THE TASK> Scale the data below by copying every line, requests included, and multiplying each point coordinate in the answers by 2.35. Round each result to a whole number, with halves rounded up.

--- Begin ---

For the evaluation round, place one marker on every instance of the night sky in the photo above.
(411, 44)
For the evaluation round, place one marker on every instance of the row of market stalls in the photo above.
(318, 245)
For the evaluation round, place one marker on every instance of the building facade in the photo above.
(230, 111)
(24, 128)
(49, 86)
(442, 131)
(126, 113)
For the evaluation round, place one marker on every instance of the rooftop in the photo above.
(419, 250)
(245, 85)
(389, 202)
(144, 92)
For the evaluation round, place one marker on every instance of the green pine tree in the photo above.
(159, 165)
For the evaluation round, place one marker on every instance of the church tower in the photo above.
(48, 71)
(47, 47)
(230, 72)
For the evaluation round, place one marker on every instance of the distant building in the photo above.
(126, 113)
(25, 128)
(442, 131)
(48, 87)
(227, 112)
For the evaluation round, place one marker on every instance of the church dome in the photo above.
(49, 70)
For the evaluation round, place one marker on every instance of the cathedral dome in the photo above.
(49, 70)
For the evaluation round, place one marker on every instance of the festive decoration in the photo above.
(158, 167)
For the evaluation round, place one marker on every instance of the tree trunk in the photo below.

--- End ---

RESULT OF THIS TASK>
For the evaluation round, place one marker on every instance of the night sky in the photo above.
(966, 103)
For the evaluation round, place one marker on every instance of the row of market stalls in the photo above.
(747, 576)
For the evaluation round, place one marker on every instance of the building facade in the photo above.
(541, 261)
(56, 301)
(115, 202)
(1039, 308)
(296, 266)
For the evaluation round, place one marker on every instance of the rooftop in the photo above.
(985, 588)
(576, 200)
(914, 475)
(338, 216)
For the evaluation round, place one marker on every instance of the green pine tree in the photo above.
(374, 388)
For the evaluation round, place one marker on every instance of the church tower in the photo above.
(113, 167)
(110, 110)
(541, 169)
For the evaluation round, place one marker on every instance of the distant building in the photo above.
(296, 266)
(59, 301)
(1039, 308)
(113, 204)
(533, 263)
For the evaluation round, place one marker on every instance of the church dome in the photo above.
(115, 165)
For the evaluation round, place one marker on every instance of the cathedral dome in the photo above.
(115, 165)
For the evaluation round, place one marker on every instance of the festive decoration in the photo above.
(371, 392)
For the evaluation round, place one marker on every instance of the tree trunk in the photo below.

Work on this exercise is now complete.